Zet alle onderstaande records om naar een CSV met twee kolommen, invoer en doel, met één rij per record. Zet de tekst in invoer en het antwoord in doel, elk als één veld tussen aanhalingstekens waarin regeleinden door spaties zijn vervangen.
#### Aangeleverde gegevens
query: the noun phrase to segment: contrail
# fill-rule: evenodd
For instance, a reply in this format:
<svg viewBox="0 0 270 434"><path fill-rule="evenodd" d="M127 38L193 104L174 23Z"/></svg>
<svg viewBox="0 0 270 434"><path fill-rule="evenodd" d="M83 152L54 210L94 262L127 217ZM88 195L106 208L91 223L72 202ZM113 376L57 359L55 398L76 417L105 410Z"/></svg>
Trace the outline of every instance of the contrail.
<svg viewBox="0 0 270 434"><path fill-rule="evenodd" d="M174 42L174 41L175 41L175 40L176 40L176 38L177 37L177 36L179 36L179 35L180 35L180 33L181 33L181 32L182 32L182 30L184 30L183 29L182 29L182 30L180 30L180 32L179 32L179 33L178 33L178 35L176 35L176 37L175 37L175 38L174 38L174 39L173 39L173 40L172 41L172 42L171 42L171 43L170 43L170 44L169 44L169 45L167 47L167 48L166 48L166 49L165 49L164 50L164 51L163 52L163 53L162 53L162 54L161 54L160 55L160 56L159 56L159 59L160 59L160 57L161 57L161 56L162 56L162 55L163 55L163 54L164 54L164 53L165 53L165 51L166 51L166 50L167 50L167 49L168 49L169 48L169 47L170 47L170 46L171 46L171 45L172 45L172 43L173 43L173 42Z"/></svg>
########
● Antwoord hieronder
invoer,doel
"query: the noun phrase to segment: contrail # fill-rule: evenodd For instance, a reply in this format: <svg viewBox=""0 0 270 434""><path fill-rule=""evenodd"" d=""M127 38L193 104L174 23Z""/></svg> <svg viewBox=""0 0 270 434""><path fill-rule=""evenodd"" d=""M83 152L54 210L94 262L127 217ZM88 195L106 208L91 223L72 202ZM113 376L57 359L55 398L76 417L105 410Z""/></svg> Trace the outline of every instance of the contrail.","<svg viewBox=""0 0 270 434""><path fill-rule=""evenodd"" d=""M174 42L174 41L175 41L175 40L176 40L176 38L177 37L177 36L179 36L179 35L180 35L180 33L181 33L181 32L182 32L182 30L184 30L183 29L182 29L182 30L180 30L180 32L179 32L179 33L178 33L178 35L176 35L176 37L175 37L175 38L174 38L174 39L173 39L173 40L172 41L172 42L171 42L171 43L170 43L170 44L169 44L169 45L167 47L167 48L166 48L166 49L165 49L164 50L164 51L163 52L163 53L162 53L162 54L161 54L160 55L160 56L159 56L159 59L160 59L160 57L161 57L161 56L162 56L162 55L163 55L163 54L164 54L164 53L165 53L165 51L166 51L166 50L167 50L167 49L168 49L169 48L169 47L170 47L170 46L171 46L171 45L172 45L172 43L173 43L173 42Z""/></svg>"